[START OF Exercise materials]
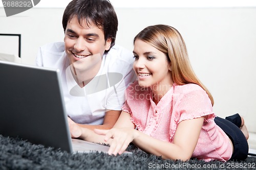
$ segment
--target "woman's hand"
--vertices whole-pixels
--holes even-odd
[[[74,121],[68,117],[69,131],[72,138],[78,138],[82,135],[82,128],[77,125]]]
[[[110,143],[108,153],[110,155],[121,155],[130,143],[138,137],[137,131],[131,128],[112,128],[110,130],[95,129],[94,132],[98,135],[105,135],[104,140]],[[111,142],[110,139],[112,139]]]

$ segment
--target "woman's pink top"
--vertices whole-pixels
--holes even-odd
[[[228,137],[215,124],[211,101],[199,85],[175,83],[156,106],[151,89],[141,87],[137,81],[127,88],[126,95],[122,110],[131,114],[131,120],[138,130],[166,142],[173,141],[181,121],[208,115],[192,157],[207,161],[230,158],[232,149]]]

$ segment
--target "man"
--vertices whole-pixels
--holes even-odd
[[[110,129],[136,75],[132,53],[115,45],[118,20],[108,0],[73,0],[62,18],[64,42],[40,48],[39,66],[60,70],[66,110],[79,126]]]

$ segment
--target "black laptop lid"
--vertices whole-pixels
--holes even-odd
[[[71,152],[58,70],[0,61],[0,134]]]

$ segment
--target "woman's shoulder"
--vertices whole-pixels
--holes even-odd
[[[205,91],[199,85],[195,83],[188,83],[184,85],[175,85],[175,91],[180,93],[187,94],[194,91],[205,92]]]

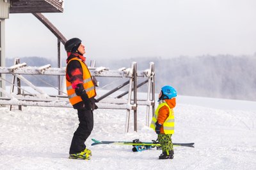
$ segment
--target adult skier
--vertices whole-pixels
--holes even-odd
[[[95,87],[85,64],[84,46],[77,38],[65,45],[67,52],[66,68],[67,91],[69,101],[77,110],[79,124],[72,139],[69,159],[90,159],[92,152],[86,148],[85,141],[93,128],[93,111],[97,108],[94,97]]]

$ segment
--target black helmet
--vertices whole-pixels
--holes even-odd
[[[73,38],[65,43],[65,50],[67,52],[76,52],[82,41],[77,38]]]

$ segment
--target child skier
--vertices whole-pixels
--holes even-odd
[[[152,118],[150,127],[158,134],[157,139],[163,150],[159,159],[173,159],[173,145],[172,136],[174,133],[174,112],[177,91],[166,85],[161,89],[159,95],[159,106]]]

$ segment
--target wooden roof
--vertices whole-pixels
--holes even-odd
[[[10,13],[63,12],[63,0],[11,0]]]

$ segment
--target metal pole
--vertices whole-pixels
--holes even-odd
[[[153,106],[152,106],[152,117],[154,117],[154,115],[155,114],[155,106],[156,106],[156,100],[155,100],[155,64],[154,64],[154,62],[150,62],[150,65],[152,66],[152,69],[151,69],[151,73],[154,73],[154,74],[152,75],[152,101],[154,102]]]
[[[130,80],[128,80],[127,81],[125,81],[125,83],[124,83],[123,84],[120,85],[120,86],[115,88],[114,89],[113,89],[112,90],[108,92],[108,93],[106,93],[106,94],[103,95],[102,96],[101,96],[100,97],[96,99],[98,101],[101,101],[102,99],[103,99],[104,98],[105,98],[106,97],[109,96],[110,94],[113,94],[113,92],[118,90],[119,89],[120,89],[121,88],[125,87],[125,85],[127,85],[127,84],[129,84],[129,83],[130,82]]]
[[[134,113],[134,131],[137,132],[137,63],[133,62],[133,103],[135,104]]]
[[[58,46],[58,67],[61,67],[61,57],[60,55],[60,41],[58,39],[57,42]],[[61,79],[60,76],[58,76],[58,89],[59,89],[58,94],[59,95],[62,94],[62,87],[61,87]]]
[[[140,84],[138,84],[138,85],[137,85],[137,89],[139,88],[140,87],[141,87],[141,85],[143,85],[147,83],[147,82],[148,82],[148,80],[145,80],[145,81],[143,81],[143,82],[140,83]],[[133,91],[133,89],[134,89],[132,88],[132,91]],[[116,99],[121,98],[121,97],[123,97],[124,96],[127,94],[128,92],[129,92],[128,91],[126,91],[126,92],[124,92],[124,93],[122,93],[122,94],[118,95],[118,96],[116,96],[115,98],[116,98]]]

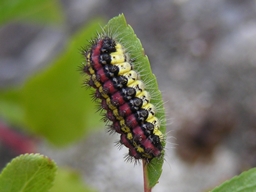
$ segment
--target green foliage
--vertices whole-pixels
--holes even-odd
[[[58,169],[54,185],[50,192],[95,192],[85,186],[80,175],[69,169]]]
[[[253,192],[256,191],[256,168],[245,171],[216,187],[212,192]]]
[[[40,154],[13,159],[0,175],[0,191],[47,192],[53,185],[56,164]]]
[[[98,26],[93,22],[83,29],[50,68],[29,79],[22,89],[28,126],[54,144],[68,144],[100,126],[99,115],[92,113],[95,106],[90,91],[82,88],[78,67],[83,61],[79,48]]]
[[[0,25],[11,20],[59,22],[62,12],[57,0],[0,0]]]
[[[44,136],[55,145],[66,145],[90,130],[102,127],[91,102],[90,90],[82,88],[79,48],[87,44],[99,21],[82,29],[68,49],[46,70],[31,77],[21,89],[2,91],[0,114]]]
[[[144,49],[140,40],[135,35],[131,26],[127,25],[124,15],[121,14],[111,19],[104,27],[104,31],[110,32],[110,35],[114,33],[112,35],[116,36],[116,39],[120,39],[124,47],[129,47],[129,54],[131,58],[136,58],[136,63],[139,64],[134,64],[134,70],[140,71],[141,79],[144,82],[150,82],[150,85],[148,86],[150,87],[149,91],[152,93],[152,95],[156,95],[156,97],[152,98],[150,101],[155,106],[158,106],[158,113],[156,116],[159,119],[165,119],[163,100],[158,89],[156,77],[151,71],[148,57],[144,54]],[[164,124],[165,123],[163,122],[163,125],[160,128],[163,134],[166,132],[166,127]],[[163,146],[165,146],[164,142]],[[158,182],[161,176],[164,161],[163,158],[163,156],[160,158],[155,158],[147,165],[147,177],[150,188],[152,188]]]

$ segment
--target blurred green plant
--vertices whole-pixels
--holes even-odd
[END OF Exercise materials]
## What to produce
Give the records, from their start through the line containing "[[[73,38],[65,43],[65,50],[67,52],[76,52],[82,41],[77,38]]]", as a numbered list of lines. Omit blank lines and the pictures.

## Final result
1. $ segment
2. --target "woman's hand"
3. --vertices whole-pixels
4. --holes even-odd
5. [[[74,121],[68,117],[69,131],[72,138],[78,138],[82,135],[82,128],[77,125]]]
6. [[[110,143],[108,153],[110,155],[121,155],[130,143],[138,137],[137,131],[131,128],[112,128],[110,130],[95,129],[94,132],[98,135],[105,135],[104,140]],[[111,142],[110,139],[112,139]]]
7. $ segment
8. --target "woman's pink top"
9. --vertices whole-pixels
10. --holes even-odd
11. [[[228,137],[215,124],[211,101],[199,85],[175,83],[156,106],[151,89],[141,87],[137,81],[127,88],[126,95],[122,110],[131,114],[131,120],[138,130],[166,142],[173,141],[181,121],[208,115],[192,157],[207,161],[230,158],[232,149]]]
12. $ segment
13. --target "man"
14. --vertices whole-pixels
15. --holes even-odd
16. [[[110,129],[136,75],[132,53],[115,45],[118,20],[108,0],[73,0],[62,18],[64,42],[40,48],[39,66],[60,70],[66,110],[79,126]]]
17. $ segment
18. --target "black laptop lid"
19. --vertices whole-pixels
20. --holes even-odd
21. [[[71,152],[58,70],[0,61],[0,134]]]
22. $ segment
23. --target "woman's shoulder"
24. --vertices whole-pixels
25. --holes even-odd
26. [[[205,91],[199,85],[195,83],[188,83],[184,85],[175,85],[175,91],[180,93],[187,94],[194,91],[205,92]]]
27. $ segment
28. --target adult skier
29. --vertices whole-pixels
30. --holes even-odd
31. [[[95,87],[85,64],[84,46],[77,38],[65,45],[67,52],[66,68],[67,91],[69,101],[77,110],[79,124],[72,139],[69,159],[90,159],[92,152],[86,148],[85,141],[93,128],[93,111],[97,108],[94,97]]]
32. $ segment
33. --target black helmet
34. --vertices whole-pixels
35. --holes even-odd
36. [[[73,38],[65,43],[65,50],[67,52],[76,52],[82,41],[77,38]]]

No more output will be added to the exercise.